SUPPLIED TEXT =>

= = =

Growing up, we were raised wild in a half-finished house with a view of the River and breathtaking sunsets.
In those first few winters, my parents only used the wood stove as our primary heat source.
I remember getting out of a bath and my mother standing me in front of the wood stove, wrapped in a towel to get heated and dried off.
The oil burner would be turned on on very chilly mornings, and I remember standing over the vents in a flannel Little House on the Prarie type nightgown - having the heat flow captured and billowed about my tiny frame and giggling at the warmth and silliness of the venture.
After my father left, I remember having to stack the cordwood in the fall and using an axe to make kindling. My mother was afraid of using the stove and not being allowed to turn the heat on when we came home alone after school.
I remember my father took most of the furniture when he left, and having a plastic trash bag as a window curtain and only a wired bulb for light in the bathroom.
I remember in the summers, the house was filled with fleas from Molly, the Scottie Dog, and Sophie, the fluffy calico cat.
Daily going into the basement to get jugs of water and wiping off fleas from my ankles once back in the kitchen.
We needed to buy or fill water jugs for consumption. A tap on the causeway in front of the lodge restaurant was where most islanders got their water spring through fall.
The Jug filling process in our home consisted of using old water jugs, going to the causeway tap to refill them, and then putting them in the trunk of my mother’s old bomb-beater-rusted car.
It felt like an adventure when I was young, and as I got older, it felt like a shame.

= = =

WORK INSTRUCTIONS =>
1: In the childhood memoir, where did most islanders get their water from spring through fall?
2: Quote the childhood memoir between "We needed to" and "old bomb-beater-rusted car.", inclusive.

A run of lines =>
= = =

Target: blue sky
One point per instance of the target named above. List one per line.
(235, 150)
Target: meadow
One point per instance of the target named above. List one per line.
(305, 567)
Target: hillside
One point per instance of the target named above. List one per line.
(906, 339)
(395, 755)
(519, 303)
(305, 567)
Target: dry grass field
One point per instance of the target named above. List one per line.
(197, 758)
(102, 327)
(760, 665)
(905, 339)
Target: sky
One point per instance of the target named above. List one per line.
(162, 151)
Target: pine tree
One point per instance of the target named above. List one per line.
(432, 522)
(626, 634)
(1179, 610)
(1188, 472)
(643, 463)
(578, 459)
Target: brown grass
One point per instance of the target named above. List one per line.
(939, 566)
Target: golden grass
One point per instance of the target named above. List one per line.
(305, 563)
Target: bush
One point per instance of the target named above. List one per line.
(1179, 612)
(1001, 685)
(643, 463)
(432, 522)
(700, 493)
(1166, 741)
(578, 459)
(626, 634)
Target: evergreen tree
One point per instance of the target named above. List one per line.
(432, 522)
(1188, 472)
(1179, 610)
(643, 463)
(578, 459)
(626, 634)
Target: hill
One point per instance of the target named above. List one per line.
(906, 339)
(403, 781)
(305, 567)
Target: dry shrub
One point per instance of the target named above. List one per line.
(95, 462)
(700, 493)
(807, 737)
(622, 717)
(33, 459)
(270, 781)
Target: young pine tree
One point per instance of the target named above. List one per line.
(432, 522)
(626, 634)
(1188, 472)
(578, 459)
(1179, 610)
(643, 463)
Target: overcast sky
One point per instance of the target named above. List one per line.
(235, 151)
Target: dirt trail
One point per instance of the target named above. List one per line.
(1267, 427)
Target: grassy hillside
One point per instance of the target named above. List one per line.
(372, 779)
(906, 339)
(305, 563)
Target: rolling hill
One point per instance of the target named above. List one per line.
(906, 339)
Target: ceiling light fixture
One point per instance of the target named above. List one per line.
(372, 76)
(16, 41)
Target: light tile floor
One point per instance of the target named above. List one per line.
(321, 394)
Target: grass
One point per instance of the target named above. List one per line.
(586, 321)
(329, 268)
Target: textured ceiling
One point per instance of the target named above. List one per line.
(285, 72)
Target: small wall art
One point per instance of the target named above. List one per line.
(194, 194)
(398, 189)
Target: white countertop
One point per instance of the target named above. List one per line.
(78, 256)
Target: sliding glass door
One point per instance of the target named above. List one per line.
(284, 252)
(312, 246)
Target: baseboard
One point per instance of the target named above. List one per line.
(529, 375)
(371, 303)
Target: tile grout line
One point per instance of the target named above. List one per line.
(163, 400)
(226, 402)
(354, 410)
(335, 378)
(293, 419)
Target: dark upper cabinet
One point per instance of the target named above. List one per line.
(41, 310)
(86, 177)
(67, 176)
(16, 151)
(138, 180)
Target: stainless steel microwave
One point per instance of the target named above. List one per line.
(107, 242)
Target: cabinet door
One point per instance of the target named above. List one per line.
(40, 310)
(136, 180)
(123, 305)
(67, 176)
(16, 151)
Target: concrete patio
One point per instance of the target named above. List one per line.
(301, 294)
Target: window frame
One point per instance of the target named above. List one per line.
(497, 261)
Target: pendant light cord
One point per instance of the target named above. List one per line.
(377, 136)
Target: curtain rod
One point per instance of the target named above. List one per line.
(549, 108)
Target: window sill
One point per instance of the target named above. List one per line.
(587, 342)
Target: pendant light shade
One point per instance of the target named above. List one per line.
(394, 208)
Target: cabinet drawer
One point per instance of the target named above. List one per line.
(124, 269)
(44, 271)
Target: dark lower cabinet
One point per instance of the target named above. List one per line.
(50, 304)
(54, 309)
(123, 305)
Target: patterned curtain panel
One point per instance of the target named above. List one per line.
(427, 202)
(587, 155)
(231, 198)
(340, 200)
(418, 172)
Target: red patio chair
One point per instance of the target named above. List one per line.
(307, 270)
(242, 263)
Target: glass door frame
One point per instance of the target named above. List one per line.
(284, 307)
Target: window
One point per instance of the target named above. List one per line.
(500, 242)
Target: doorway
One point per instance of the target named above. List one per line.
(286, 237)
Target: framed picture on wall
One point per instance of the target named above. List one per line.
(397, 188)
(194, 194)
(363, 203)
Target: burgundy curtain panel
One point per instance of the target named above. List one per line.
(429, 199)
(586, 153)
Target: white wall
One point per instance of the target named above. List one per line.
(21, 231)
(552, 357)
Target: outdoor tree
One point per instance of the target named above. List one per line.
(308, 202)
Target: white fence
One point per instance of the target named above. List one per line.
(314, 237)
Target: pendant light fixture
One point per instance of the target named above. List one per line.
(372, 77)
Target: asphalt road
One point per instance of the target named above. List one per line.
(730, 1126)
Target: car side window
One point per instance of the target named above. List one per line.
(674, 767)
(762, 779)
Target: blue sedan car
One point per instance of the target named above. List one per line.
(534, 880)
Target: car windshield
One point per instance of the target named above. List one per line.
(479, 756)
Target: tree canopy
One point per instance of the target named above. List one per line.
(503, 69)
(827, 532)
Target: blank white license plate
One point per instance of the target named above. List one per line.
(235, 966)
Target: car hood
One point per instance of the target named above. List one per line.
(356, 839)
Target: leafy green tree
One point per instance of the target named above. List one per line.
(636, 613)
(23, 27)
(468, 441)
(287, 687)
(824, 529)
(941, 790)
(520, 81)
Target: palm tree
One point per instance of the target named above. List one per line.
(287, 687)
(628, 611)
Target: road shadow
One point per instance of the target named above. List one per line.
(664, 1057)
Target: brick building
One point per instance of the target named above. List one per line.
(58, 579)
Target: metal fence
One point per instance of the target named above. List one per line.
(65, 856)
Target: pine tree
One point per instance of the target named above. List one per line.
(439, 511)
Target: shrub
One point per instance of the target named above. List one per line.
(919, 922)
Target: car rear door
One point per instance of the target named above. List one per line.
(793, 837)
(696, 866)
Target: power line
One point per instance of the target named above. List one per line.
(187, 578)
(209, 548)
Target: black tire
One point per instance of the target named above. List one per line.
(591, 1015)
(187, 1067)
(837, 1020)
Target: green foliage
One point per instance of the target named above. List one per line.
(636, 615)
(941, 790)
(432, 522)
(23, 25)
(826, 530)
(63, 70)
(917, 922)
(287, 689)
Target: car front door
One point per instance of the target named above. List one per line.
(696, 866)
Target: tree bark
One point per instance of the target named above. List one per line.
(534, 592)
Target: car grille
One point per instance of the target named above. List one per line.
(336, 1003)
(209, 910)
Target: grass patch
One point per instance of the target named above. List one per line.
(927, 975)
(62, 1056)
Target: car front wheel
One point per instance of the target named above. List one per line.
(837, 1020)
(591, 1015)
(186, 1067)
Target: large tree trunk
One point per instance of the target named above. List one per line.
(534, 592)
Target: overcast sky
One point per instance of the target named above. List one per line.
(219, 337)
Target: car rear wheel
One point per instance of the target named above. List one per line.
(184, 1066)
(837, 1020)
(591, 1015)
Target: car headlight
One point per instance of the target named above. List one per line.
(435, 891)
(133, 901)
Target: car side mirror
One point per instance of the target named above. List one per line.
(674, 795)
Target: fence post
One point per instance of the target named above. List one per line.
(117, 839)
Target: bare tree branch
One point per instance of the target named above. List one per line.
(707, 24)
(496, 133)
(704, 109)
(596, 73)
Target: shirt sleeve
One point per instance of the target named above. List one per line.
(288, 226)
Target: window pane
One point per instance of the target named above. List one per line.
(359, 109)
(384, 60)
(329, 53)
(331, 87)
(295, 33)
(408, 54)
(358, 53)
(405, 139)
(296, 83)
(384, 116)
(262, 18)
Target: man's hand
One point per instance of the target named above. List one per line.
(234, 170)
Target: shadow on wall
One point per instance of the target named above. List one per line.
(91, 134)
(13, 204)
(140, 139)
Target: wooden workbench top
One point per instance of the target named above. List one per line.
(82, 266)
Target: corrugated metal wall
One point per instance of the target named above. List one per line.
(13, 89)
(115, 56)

= = =

CORRECT ANSWERS =>
1: From a tap on the causeway in front of the lodge restaurant.

2:
We needed to buy or fill water jugs for consumption. A tap on the causeway in front of the lodge restaurant was where most islanders got their water spring through fall.
The Jug filling process in our home consisted of using old water jugs, going to the causeway tap to refill them, and then putting them in the trunk of my mother’s old bomb-beater-rusted car.